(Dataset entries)
+-------+
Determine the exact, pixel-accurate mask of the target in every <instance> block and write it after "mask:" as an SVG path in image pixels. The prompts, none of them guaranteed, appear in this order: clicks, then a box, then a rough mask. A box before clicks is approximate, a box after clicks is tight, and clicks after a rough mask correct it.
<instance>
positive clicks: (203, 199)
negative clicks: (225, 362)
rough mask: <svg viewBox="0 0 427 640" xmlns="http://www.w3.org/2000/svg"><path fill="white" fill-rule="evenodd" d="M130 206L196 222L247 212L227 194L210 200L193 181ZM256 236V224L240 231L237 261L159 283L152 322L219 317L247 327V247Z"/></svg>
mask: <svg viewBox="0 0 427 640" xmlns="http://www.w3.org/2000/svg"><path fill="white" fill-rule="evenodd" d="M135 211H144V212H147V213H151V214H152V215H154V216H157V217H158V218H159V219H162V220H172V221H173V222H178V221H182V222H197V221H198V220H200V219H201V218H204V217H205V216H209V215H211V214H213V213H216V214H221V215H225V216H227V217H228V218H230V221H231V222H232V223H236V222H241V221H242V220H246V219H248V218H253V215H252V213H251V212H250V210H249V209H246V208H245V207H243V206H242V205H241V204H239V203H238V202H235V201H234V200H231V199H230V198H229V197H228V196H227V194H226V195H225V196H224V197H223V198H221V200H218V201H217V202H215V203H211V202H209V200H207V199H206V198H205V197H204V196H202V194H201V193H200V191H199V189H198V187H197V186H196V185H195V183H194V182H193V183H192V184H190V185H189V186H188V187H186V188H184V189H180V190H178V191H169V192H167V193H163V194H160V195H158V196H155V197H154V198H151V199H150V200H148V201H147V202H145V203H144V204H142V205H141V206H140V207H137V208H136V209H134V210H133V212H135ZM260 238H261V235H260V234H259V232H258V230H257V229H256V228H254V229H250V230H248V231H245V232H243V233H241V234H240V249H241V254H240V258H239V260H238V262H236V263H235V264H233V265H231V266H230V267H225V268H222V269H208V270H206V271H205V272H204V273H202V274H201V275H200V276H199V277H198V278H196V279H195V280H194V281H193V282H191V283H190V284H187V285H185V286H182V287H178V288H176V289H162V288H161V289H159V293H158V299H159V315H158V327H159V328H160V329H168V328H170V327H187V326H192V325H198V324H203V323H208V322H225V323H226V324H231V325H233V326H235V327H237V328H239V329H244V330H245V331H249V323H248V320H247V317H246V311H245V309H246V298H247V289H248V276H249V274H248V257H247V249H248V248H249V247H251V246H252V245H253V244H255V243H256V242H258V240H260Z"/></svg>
+-------+
▸ **Goal of the exercise**: Write the records as a two-column CSV with the header row request,mask. Give one row for each request: its text in the request column and its answer in the mask column. Put each field in double quotes and replace line breaks with spaces.

▸ **Worked solution**:
request,mask
"Determine the exact, pixel-accurate mask of the target in every <instance> block and write it after ""mask:"" as an SVG path in image pixels. The prompts, none of them guaranteed, appear in this order: clicks, then a box, then a rough mask. A box before clicks is approximate, a box after clicks is tight, and clicks after a rough mask correct it. <instance> positive clicks: (203, 199) negative clicks: (225, 362) rough mask: <svg viewBox=""0 0 427 640"" xmlns=""http://www.w3.org/2000/svg""><path fill=""white"" fill-rule=""evenodd"" d=""M130 206L196 222L247 212L227 194L210 200L193 181ZM256 236V224L240 231L237 261L159 283L152 322L219 317L247 327V247Z""/></svg>","mask: <svg viewBox=""0 0 427 640"" xmlns=""http://www.w3.org/2000/svg""><path fill=""white"" fill-rule=""evenodd"" d=""M135 211H144V212H147V213H151V214H152V215H154V216H157V217H158V218H159V219H162V220H172V221H173V222H178V221H182V222H197V221H198V220H200V219H201V218H204V217H205V216H209V215H211V214H213V213H216V214H221V215H225V216H227V217H228V218H230V221H231V222H232V223H236V222H241V221H242V220H246V219H248V218H253V215H252V213H251V212H250V210H249V209H246V208H245V207H243V206H242V205H241V204H239V203H238V202H235V201H234V200H231V199H230V198H229V197H228V196H227V194H226V195H225V196H224V197H223V198H221V200H218V201H217V202H215V203H211V202H209V200H207V199H206V198H205V197H204V196H202V194H201V193H200V191H199V189H198V187H197V186H196V185H195V183H194V182H193V183H192V184H190V185H189V186H188V187H186V188H184V189H180V190H178V191H169V192H167V193H163V194H160V195H158V196H155V197H154V198H151V199H150V200H148V201H147V202H145V203H144V204H142V205H141V206H140V207H137V208H136V209H134V210H133V212H135ZM260 238H261V235H260V234H259V232H258V230H257V229H256V228H254V229H250V230H248V231H245V232H243V233H241V234H240V249H241V254H240V258H239V260H238V262H236V263H235V264H233V265H231V266H230V267H225V268H222V269H208V270H206V271H205V272H204V273H202V274H201V275H200V276H199V277H198V278H196V279H195V280H194V281H193V282H191V283H190V284H187V285H185V286H182V287H178V288H176V289H162V288H161V289H159V293H158V299H159V315H158V327H159V328H160V329H168V328H170V327H187V326H192V325H198V324H203V323H208V322H225V323H226V324H231V325H233V326H235V327H237V328H239V329H244V330H245V331H249V323H248V320H247V317H246V311H245V309H246V298H247V289H248V276H249V274H248V257H247V249H248V248H249V247H251V246H252V245H253V244H255V243H256V242H258V240H260Z""/></svg>"